Object location annotation data
====
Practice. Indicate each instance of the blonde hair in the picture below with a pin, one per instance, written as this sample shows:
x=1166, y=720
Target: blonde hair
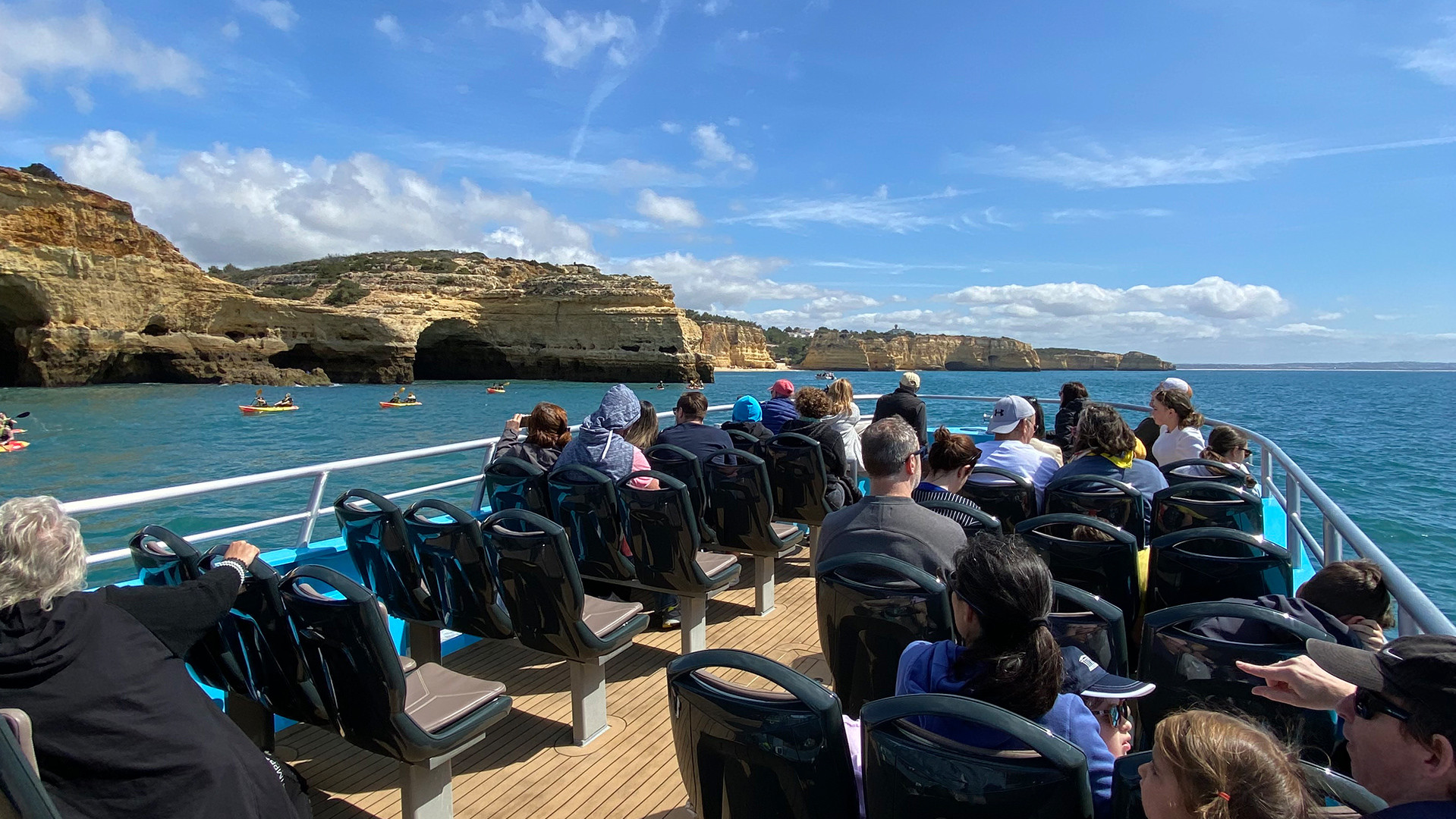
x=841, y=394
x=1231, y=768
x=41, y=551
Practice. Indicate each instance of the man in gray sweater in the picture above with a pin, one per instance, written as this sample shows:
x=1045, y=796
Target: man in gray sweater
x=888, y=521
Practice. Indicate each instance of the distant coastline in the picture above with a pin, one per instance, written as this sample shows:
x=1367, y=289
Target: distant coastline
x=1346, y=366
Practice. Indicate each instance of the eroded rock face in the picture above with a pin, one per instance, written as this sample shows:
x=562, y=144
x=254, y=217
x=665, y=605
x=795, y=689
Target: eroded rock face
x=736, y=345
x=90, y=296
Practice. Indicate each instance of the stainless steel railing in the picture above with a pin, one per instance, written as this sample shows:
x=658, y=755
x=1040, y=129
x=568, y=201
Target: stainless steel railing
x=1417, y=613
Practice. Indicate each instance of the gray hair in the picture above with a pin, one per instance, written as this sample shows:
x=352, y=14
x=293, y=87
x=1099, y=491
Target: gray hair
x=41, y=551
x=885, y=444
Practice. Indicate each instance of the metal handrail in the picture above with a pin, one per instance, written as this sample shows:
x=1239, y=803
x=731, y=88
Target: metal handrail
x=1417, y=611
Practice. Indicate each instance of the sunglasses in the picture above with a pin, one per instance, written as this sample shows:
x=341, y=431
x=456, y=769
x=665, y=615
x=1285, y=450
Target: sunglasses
====
Reproduce the material above verbatim from its start through the line containing "x=90, y=296", both ends included, and omit the pictures from your answer.

Practice. Indicate each instance of the blonde hair in the picture below with a pin, one per instance, written as this sample shows:
x=1166, y=720
Target: blonde hair
x=841, y=394
x=1231, y=768
x=41, y=551
Practice. Indicate each instance of the man in gray sweater in the picture above with a pin, one per instance, written as this sample shows:
x=1045, y=796
Target: man in gray sweater
x=888, y=521
Practice. Indicate each instance of the distant coastline in the picture above with a pin, one per instance, written as this sample shows:
x=1367, y=289
Target: distant coastline
x=1346, y=366
Practice. Indicate each instance of the eroded rock face in the picture above with a pin, one per instance, written as this sample shows:
x=562, y=144
x=254, y=217
x=665, y=605
x=795, y=689
Target: eroded rock face
x=736, y=345
x=90, y=296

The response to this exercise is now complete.